> _Exercise tasks_
a. Answer these questions about the court opinion on savings bonds and medical assistance, one answer per line, marked (i), (ii), (iii):
(i) Which Treasury Regulation does the court cite for a security listing two names joined by "or"?
(ii) What is the date of the Department of Public Welfare order that is affirmed?
(iii) What must an applicant do when the total value of her assets is greater than the resource limit?
b. Can you rewrite the paragraph of the court opinion on savings bonds and medical assistance that begins "Contrary to Merlini's argument" as a short list that keeps its main facts?

> _Text excerpt_
Even if the Department properly found that the bonds were not gifted, Mer-lini then argues that the Department erred in finding that the entire value of the bonds should be attributed to her because she purchased the bonds with her own funds and only her social security number was listed on the bonds. She contends that because federal Treasury Department regulations apply to United States savings *771bonds, they dictate that she and one of her children are co-owners when listed together on the bond, and each person is entitled to 50% of the value of the bond. As a result, she contends that only 50% of the value of the bonds should be used to calculate her eligibility for medical assistance.3

Contrary to Merlini’s argument, the applicable Treasury Regulation, 31 C.F.R. § 357.21(b)(2)(ii), provides that when, as here, two names are listed on a security joined by the word “or,” that security “shall confer on each owner an undivided interest in the security and shall create a conclusive right of survivorship.” (Emphasis added.) This undivided interest conveys on the co-owner the right to enjoy the total value of the security or to collect 100% of its value upon redemption. When determining whether such an asset is available when a personal resource, such as the savings bonds, here, is shared by the applicant for medical assistance, and an individual who is not an applicant for the program, 55 Pa.Code. § 178.4(e)(3), provides that if the applicant can dispose of all of the asset without the consent of the other owner, the applicant’s share of the resource is presumed available for determining her eligibility for nursing home assistance. In this case, because Merlini could have cashed the bonds for her own use, the bonds were available for her use and disposal at all times, including when she applied for medical assistance and are, therefore, fully countable as resources in determining her eligibility for medical assistance.

Accordingly, the decision of the Department is affirmed.

ORDER

AND NOW, this 25th day of July, 2007, the order of the Department of Public Welfare, dated December 29, 2006, is affirmed.

. The Department is required to determine the eligibility of applicants seeking medical assistance based on the amount of resources they have prior to applying for this program. To be eligible, the total value of an applicant’s available assets must not exceed the established medical assistance resource limit. 55 Pa.Code § 178.1. When the total value is greater than the resource limit, an applicant remains ineligible for medical assistance and must deplete her resources on medical expenses before becoming eligible for benefits again. Filoon v. Department of Public Welfare, 819 A.2d 188 (Pa.Cmwlth.2003).

> _Dataset extract_
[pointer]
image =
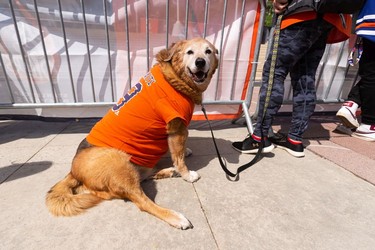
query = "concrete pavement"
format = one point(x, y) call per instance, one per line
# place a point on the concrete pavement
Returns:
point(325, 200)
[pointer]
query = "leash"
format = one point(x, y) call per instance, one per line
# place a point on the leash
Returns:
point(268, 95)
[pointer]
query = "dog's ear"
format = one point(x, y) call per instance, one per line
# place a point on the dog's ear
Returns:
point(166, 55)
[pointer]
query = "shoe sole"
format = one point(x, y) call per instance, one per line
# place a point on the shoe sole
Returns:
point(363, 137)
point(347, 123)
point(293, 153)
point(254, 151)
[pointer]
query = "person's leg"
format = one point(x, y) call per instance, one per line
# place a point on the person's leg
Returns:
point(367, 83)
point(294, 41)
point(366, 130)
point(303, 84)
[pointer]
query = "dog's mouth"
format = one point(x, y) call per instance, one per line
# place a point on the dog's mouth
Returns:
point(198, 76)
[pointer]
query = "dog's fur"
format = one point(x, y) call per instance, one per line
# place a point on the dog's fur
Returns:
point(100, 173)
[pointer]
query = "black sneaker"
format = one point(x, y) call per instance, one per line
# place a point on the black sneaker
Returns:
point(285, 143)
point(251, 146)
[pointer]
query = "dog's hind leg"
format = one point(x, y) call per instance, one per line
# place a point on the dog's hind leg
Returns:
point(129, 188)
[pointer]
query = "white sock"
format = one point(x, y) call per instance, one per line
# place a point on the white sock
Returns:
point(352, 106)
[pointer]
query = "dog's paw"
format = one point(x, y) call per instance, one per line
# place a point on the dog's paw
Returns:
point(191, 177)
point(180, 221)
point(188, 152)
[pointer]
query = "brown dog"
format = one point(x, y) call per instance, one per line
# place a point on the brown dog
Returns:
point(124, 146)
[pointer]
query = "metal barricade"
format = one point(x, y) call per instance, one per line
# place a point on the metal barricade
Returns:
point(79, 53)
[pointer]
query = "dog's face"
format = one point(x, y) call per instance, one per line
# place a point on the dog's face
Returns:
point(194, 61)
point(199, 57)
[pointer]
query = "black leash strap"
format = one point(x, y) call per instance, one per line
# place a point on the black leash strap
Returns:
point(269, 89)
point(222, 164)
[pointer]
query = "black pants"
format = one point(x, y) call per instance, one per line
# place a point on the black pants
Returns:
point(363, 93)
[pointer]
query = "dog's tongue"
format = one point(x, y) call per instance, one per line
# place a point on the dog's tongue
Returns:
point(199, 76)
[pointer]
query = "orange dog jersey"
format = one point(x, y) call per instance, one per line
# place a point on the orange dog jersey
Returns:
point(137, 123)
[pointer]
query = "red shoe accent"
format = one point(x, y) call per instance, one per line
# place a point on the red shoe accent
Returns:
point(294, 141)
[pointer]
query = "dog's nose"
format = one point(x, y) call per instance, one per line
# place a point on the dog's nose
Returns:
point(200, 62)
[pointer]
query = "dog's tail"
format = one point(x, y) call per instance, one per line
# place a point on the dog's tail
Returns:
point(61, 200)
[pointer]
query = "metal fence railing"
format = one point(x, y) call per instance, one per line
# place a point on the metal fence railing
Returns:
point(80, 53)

==

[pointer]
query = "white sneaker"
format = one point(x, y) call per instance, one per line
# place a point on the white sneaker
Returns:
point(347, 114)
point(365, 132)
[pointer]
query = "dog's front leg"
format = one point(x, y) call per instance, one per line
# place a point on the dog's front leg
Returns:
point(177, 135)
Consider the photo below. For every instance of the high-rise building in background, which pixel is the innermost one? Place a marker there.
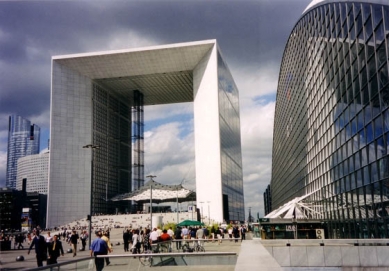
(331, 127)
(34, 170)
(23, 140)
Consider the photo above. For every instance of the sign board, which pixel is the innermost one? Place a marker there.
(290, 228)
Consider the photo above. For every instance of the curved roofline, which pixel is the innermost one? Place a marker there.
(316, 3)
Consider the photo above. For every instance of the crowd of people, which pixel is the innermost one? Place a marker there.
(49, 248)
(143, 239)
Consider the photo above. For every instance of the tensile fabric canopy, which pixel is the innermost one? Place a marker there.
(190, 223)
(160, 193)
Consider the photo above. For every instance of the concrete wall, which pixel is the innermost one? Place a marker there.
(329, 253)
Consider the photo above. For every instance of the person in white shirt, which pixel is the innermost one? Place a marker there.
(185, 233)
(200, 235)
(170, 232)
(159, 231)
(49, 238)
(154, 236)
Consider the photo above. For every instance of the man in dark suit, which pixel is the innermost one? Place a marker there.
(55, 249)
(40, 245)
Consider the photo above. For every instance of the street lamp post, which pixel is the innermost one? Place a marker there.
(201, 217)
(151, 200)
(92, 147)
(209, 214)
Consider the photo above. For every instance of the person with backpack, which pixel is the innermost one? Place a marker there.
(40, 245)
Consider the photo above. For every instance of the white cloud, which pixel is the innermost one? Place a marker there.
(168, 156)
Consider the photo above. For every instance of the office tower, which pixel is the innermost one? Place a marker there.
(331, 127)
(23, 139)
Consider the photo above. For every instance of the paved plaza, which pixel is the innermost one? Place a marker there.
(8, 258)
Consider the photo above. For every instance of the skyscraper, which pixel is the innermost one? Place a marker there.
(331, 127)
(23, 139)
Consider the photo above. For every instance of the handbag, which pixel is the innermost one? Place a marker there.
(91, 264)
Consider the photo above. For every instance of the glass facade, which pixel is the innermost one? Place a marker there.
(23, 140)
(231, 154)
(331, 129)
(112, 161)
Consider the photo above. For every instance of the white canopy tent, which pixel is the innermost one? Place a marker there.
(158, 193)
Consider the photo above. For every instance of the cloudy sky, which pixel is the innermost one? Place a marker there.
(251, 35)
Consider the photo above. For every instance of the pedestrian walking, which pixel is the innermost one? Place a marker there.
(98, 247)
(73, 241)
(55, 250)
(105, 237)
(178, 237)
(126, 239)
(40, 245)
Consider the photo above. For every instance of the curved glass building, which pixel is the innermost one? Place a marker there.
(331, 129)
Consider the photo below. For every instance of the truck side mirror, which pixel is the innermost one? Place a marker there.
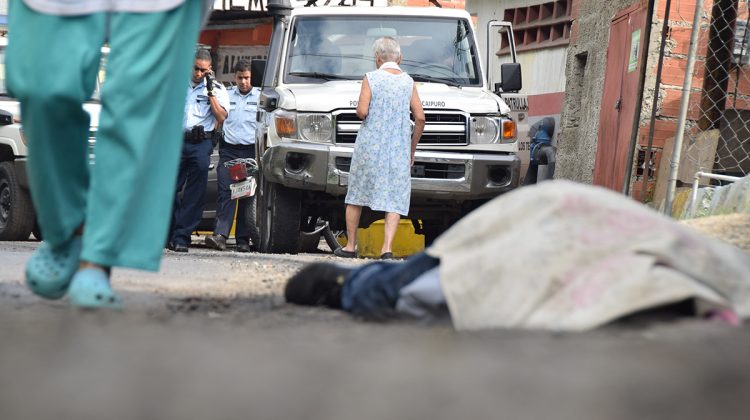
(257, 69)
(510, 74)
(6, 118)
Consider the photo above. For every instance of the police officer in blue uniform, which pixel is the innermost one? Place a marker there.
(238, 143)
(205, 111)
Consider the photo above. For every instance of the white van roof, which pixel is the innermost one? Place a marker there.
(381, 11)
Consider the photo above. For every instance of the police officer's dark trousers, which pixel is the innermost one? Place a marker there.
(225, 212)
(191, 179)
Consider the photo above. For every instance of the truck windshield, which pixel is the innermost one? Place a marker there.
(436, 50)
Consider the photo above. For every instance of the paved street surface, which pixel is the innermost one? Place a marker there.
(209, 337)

> _Numbered answers_
a.
(i) 31 C.F.R. § 357.21(b)(2)(ii)
(ii) December 29, 2006
(iii) She must deplete her resources on medical expenses before becoming eligible for benefits again.

b.
- Under 31 C.F.R. § 357.21(b)(2)(ii), when two names on a security are joined by "or," each owner has an undivided interest in it and a conclusive right of survivorship.
- That undivided interest gives a co-owner the right to enjoy the security's total value or to collect 100% of it on redemption.
- Under 55 Pa.Code § 178.4(e)(3), when an applicant shares a resource with someone who is not applying, the applicant's share is presumed available if she can dispose of all of the asset without the other owner's consent.
- Merlini could have cashed the bonds for her own use, so they were available to her at all times, including when she applied.
- The bonds are therefore fully countable as resources in determining her eligibility for medical assistance.